## Aim
Repeat the entries that follow verbatim, without any of their pictures.

Object pointing dataset rows
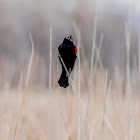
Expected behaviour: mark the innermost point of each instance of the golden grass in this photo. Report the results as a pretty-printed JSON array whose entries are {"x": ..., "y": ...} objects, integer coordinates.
[{"x": 32, "y": 115}]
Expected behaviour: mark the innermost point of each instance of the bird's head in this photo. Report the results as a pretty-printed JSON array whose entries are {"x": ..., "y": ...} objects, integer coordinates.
[{"x": 70, "y": 38}]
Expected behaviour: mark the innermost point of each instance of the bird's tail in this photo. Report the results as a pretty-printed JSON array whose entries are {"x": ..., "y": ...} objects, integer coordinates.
[{"x": 63, "y": 81}]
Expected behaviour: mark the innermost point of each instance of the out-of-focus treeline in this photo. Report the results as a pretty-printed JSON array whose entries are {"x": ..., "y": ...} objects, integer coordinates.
[{"x": 19, "y": 17}]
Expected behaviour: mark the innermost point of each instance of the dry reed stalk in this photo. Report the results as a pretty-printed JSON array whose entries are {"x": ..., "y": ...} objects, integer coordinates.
[
  {"x": 105, "y": 91},
  {"x": 82, "y": 52},
  {"x": 97, "y": 57},
  {"x": 50, "y": 70},
  {"x": 128, "y": 81},
  {"x": 78, "y": 46},
  {"x": 93, "y": 45},
  {"x": 20, "y": 109},
  {"x": 30, "y": 60},
  {"x": 111, "y": 128}
]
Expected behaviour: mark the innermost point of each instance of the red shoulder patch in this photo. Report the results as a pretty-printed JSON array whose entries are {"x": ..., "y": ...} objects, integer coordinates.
[
  {"x": 76, "y": 51},
  {"x": 60, "y": 43}
]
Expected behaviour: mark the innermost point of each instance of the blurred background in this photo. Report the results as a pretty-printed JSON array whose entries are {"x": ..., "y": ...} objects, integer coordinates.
[{"x": 19, "y": 17}]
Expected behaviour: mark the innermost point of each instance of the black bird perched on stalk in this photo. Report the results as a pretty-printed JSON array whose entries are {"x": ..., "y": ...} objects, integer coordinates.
[{"x": 68, "y": 53}]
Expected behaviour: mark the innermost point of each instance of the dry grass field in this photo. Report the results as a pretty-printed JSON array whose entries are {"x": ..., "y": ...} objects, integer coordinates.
[{"x": 38, "y": 115}]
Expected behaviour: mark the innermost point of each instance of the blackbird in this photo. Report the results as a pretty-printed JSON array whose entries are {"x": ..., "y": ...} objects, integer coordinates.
[{"x": 68, "y": 53}]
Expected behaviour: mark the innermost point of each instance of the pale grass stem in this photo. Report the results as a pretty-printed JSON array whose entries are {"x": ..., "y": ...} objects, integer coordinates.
[
  {"x": 30, "y": 60},
  {"x": 97, "y": 57},
  {"x": 78, "y": 46},
  {"x": 93, "y": 45},
  {"x": 50, "y": 70}
]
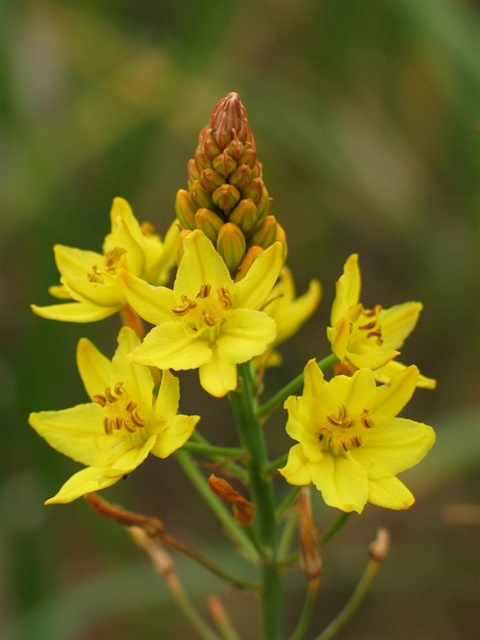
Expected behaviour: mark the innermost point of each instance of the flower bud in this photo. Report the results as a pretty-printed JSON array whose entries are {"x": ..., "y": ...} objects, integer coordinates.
[
  {"x": 252, "y": 254},
  {"x": 254, "y": 190},
  {"x": 244, "y": 215},
  {"x": 231, "y": 245},
  {"x": 265, "y": 233},
  {"x": 202, "y": 161},
  {"x": 185, "y": 209},
  {"x": 224, "y": 164},
  {"x": 211, "y": 180},
  {"x": 208, "y": 222},
  {"x": 226, "y": 197},
  {"x": 200, "y": 195},
  {"x": 241, "y": 177}
]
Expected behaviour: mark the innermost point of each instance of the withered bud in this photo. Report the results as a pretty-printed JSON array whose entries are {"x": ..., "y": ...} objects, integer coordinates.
[
  {"x": 310, "y": 550},
  {"x": 231, "y": 245},
  {"x": 378, "y": 550}
]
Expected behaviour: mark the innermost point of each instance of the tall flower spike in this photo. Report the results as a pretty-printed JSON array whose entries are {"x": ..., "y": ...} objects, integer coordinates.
[
  {"x": 114, "y": 433},
  {"x": 226, "y": 197},
  {"x": 89, "y": 279}
]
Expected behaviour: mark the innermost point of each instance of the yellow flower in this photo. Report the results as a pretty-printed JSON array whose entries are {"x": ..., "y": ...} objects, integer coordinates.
[
  {"x": 367, "y": 337},
  {"x": 208, "y": 321},
  {"x": 90, "y": 279},
  {"x": 115, "y": 432},
  {"x": 289, "y": 312},
  {"x": 351, "y": 445}
]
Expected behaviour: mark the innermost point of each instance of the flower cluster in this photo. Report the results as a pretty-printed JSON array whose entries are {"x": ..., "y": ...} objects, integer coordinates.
[{"x": 232, "y": 302}]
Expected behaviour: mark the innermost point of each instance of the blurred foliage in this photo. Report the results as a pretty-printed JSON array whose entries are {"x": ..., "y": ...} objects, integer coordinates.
[{"x": 366, "y": 121}]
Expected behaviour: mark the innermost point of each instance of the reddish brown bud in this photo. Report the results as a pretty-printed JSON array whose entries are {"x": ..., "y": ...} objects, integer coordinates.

## Solution for this exercise
Expected behaviour: mark the innermost point of each instance of the golden grass in this photo. Report the results as a pretty-printed JSON array whose entries are {"x": ..., "y": ...} objects, integer coordinates.
[{"x": 32, "y": 115}]
Expected behaviour: mark the innermost point of each instance of the bird's head in this photo. Report the results as a pretty-printed JSON array whose entries are {"x": ..., "y": ...} objects, integer coordinates.
[{"x": 70, "y": 38}]
Expected behaviour: mark the innermost point of each instance of the bird's tail in this photo. Report the results as a pretty-printed JSON array whose entries are {"x": ..., "y": ...} objects, integer coordinates.
[{"x": 63, "y": 81}]
Expected behaviour: mark the innermost point of each instance of the out-of-focus treeline in this photo. Report the results as a pretty-printed JSON array whose entries are {"x": ..., "y": ...} objects, integer coordinates.
[{"x": 19, "y": 17}]
Expected behaviour: mark the innermost point of each instance of the dry reed stalk in this photo. Report the results as a pretty-printed JSON array whose entries are {"x": ..., "y": ...} objects, integer coordinates.
[
  {"x": 105, "y": 91},
  {"x": 82, "y": 52},
  {"x": 97, "y": 57},
  {"x": 50, "y": 70},
  {"x": 128, "y": 81},
  {"x": 78, "y": 46},
  {"x": 93, "y": 45},
  {"x": 20, "y": 109},
  {"x": 30, "y": 60},
  {"x": 111, "y": 128}
]
Expected behaviour: mark the innermost point of each instance of the red shoulder patch in this photo. Report the results as a pretty-printed JSON array whose entries are {"x": ..., "y": ...} objects, integer coordinates.
[
  {"x": 76, "y": 51},
  {"x": 60, "y": 43}
]
Expected behaviour: mark the innermost point of each instance of the blurred background in this photo. Report the results as a pretty-printed JSON array whose entries are {"x": ..., "y": ...} objects, integer coordinates.
[{"x": 19, "y": 17}]
Expected behaviour: mark the innermost point of each instance of the black bird perched on stalk in this photo. Report the results as a pretty-printed JSON array whose entries are {"x": ..., "y": ...} objects, integer coordinates.
[{"x": 68, "y": 53}]
Expected behaviour: mark the innermost point of each instance of the dry grass field in this photo. Report the results as a pretty-printed JSON array whose entries are {"x": ..., "y": ...} objects, integer coordinates.
[{"x": 38, "y": 115}]
Expected behaviour: mark the innermost point of each instance of the blackbird in this photo. Report the results as a pretty-printed JSON array whose entries are {"x": ..., "y": ...} objects, integer coordinates.
[{"x": 68, "y": 53}]
Expected behaviour: mark the innermost point of each instance of the pale grass stem in this photo. Report the results as a pretty-printed JSON array whose entries are {"x": ..., "y": ...} objects, integer coordinates.
[
  {"x": 30, "y": 60},
  {"x": 97, "y": 57},
  {"x": 78, "y": 46},
  {"x": 93, "y": 45},
  {"x": 50, "y": 70}
]
Expected behaviour: mark the innermost point of each instance of the flower bud in this photo. Report the results as a pretty-printed JSON array whose entries are {"x": ..., "y": ...} objects, integer coordinates.
[
  {"x": 252, "y": 254},
  {"x": 254, "y": 190},
  {"x": 244, "y": 215},
  {"x": 231, "y": 245},
  {"x": 265, "y": 233},
  {"x": 202, "y": 161},
  {"x": 185, "y": 209},
  {"x": 224, "y": 164},
  {"x": 211, "y": 180},
  {"x": 208, "y": 222},
  {"x": 226, "y": 197},
  {"x": 200, "y": 195},
  {"x": 241, "y": 177}
]
Expected behaviour: mark the innermost point of each instance of the withered bud in this photo. Report the results as a pretty-printed JSON array whose entries are {"x": ..., "y": ...} objects, integer coordinates.
[
  {"x": 310, "y": 550},
  {"x": 231, "y": 245},
  {"x": 378, "y": 550}
]
Expected behaviour: mark the innermost point of each instance of the tall flower spike in this photo. Report the results as a pretty-printed JSON array whose entries are {"x": ..., "y": ...} objects, integer coordinates.
[
  {"x": 114, "y": 433},
  {"x": 226, "y": 197},
  {"x": 89, "y": 279}
]
Expected behaviour: mark the innermost point of each instance of the yellow flower in this photo. Report the results as a pretty-printed JSON array whose entries are {"x": ..., "y": ...} objects, integer coordinates.
[
  {"x": 367, "y": 337},
  {"x": 208, "y": 321},
  {"x": 90, "y": 279},
  {"x": 115, "y": 432},
  {"x": 289, "y": 312},
  {"x": 351, "y": 445}
]
Expected behaviour: mark the innermost point of each instance of the flower cluster in this photo. Report the results as a pretty-printed JSON array whose entries are {"x": ..., "y": ...} objects, integer coordinates.
[{"x": 232, "y": 302}]
Expected behaviour: mark the innermost point of each instance of the blurred foliage in this photo. Report the results as a pretty-printed JSON array whose entries are {"x": ..., "y": ...} objects, integer coordinates.
[{"x": 366, "y": 121}]
Expected behaviour: mark the innermost point of each instance of the reddish brown bud in this photo. Report the results as a pretty-printed JSON array whose entries are {"x": ..., "y": ...} objects, integer coordinates.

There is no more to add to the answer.